Using the information:
(a) In the Public Utilities Board article below, what role was PUB given in April 2020?
(b) Continue the Public Utilities Board article below from its last sentence.

Page excerpt:
*** Begin section ***

Public Utilities Board

Agency overview
- Formed: 1 May 1963; 63 years ago (as PUB) 1 October 1995; 30 years ago (as PUB) 1 April 2001; 25 years ago (as PUB, Singapore's National Water Agency)
- Superseding agencies: SP Group (corporatised); Energy Market Authority (for electricity and gas supplies);
- Jurisdiction: Government of Singapore
- Headquarters: 40 Scotts Road, Environment Building #22-01, Singapore 228231;
- Agency executives: Chan Lai Fung, Chairman; Ong Tze Chin, Chief Executive;
- Parent agency: Ministry of Sustainability and the Environment
- Website: Official website
- Agency ID: T08GB0045L

= Public Utilities Board =

Government agency in charge of water supply

The Public Utilities Board, abbreviated as PUB, is a statutory board under the Ministry of Sustainability and the Environment of the Government of Singapore responsible for ensuring a sustainable and efficient water supply in Singapore.

PUB regulates and oversees the country's entire water supply system, which comprises the water catchment systems, drainage systems, water works, pipeline network, water reclamation plants and sewage systems. In April 2020, PUB was also appointed Singapore's National Coastal Protection Agency.

*** End section ***

Dataset records:
*** Begin section ***

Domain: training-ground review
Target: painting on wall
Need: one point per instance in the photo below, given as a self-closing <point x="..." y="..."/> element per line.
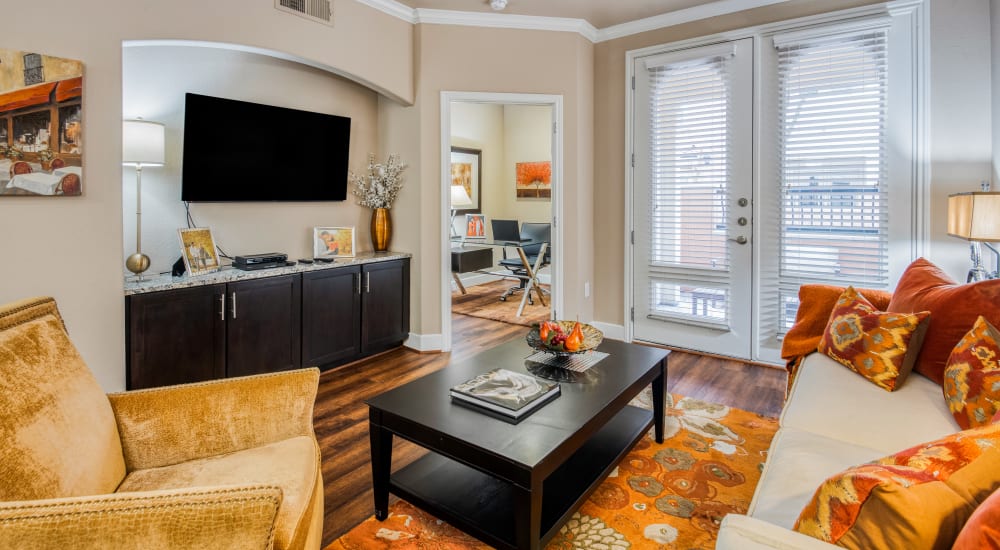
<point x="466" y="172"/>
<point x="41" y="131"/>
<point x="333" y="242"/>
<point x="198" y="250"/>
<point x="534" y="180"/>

*** End section ***
*** Begin section ***

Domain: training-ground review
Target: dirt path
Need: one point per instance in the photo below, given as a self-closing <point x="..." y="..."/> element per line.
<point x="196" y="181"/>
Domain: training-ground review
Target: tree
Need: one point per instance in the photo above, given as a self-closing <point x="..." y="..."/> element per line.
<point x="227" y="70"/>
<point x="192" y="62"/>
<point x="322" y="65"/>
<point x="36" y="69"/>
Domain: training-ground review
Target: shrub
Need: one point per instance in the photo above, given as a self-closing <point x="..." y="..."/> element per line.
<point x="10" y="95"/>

*** End section ***
*** Begin section ***

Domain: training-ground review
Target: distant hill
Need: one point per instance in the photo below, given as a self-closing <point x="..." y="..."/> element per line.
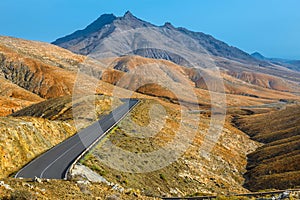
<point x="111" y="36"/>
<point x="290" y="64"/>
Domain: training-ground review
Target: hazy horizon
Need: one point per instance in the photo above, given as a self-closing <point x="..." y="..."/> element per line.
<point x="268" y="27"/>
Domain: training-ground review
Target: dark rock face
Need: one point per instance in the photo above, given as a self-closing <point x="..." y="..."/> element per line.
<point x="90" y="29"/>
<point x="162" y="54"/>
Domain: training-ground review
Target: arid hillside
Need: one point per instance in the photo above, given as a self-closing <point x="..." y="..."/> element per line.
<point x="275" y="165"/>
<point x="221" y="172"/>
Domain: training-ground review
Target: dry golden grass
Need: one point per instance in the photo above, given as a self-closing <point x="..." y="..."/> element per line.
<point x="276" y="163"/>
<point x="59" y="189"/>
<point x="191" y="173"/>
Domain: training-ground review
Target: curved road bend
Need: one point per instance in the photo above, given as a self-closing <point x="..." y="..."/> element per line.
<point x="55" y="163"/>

*** End section ***

Answers by item number:
(a) Singapore's National Coastal Protection Agency

(b)
The nation's demand for water is about 400 e6impgal a day, with homes and non-domestic sectors consumption forming 45% and 55% of the demand respectively, and expected to double by 2060. PUB is set to meet 80% of this demand through its NEWater and desalination technologies.

PUB's watershed management and treatment processes has ensured a continuous supply of clean and quality water for Singaporeans over the last four decades. The nation's clean and drinkable 'tap water' across the island exceeds the drinking water standards set by the World Health Organization. Singapore is named the top Asian city in water sustainability development in 2015, with the nation boasting the highest drinking water and sanitation standards in the region.

==History==
The PUB is the statutory board of then Ministry of the Environment and Water Resources responsible for acquiring, producing, disseminating and reclaiming water to ensure a sustainable and efficient water supply for Singapore. It has also been known as the National Water Agency, after it stopped facilitating the supply of electricity and gas.

During the colonial period and up to 1961, the supply of water in Singapore was managed by the Municipal Water Department under the guidance of the Municipal Engineer. Three reservoirs in Singapore are named after notable Municipal Engineers James MacRitchie, Robert Peirce and David J. Murnane.

The idea of a Public Utilities Board was first introduced in 1961 when industrialisation was driving up the country's demand for power. However, it was only on 1 May 1963 that the statutory board came into force.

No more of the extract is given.